* _AIM OF THE EXERCISE_
Reproduce every line of the records below verbatim, leaving out the pictures.

-*-

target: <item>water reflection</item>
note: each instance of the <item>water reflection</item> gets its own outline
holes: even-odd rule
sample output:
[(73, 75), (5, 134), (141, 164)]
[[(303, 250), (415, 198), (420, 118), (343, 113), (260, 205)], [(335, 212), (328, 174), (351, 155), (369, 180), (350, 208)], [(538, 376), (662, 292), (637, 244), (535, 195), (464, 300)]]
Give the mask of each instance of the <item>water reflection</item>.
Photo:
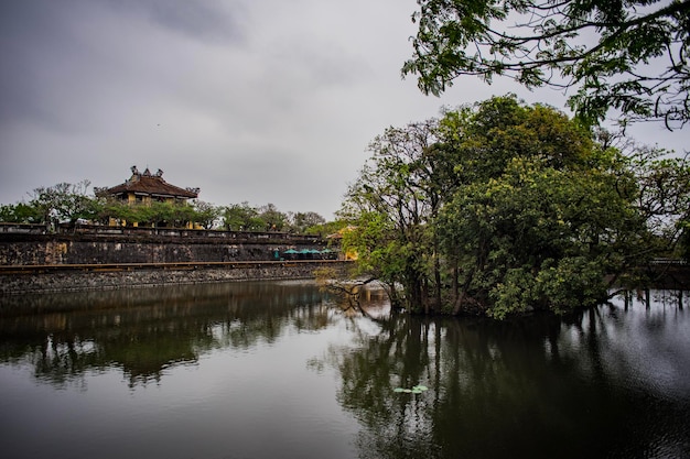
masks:
[[(366, 426), (359, 457), (690, 457), (689, 317), (639, 306), (382, 323), (330, 354)], [(392, 391), (420, 383), (431, 391)]]
[[(376, 289), (367, 317), (343, 314), (303, 282), (2, 298), (0, 383), (31, 369), (80, 424), (50, 423), (56, 455), (33, 435), (56, 415), (7, 383), (0, 441), (35, 448), (17, 457), (690, 457), (689, 298), (505, 323), (390, 315)], [(114, 372), (129, 395), (93, 387)], [(74, 387), (99, 395), (79, 408)]]
[(56, 385), (120, 368), (130, 384), (213, 349), (273, 342), (287, 324), (328, 325), (327, 297), (299, 282), (166, 286), (2, 298), (0, 361)]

-*-

* _OUTPUT_
target: <item>water reflection</item>
note: each instance of the <item>water reflection</item> gets its own outline
holes: even-odd rule
sample output:
[(73, 75), (5, 134), (141, 164)]
[[(303, 250), (415, 198), (420, 118), (343, 113), (260, 205)], [(335, 212), (328, 174), (351, 155), (369, 180), (350, 208)], [(538, 376), (662, 292), (637, 244), (535, 195), (464, 300)]]
Give the mask of each instance of the <item>water reflection</item>.
Photo:
masks:
[[(366, 426), (359, 457), (690, 457), (689, 317), (639, 306), (382, 323), (330, 354)], [(392, 391), (420, 383), (431, 391)]]
[[(376, 289), (367, 317), (343, 314), (303, 282), (2, 298), (0, 383), (31, 369), (80, 424), (50, 423), (56, 455), (33, 435), (56, 415), (7, 383), (0, 441), (35, 448), (17, 457), (690, 457), (689, 298), (505, 323), (390, 315)], [(114, 372), (129, 395), (93, 387)], [(74, 387), (99, 395), (79, 408)]]
[(56, 385), (120, 368), (130, 384), (213, 349), (273, 342), (287, 324), (328, 325), (327, 297), (299, 282), (166, 286), (2, 298), (0, 361)]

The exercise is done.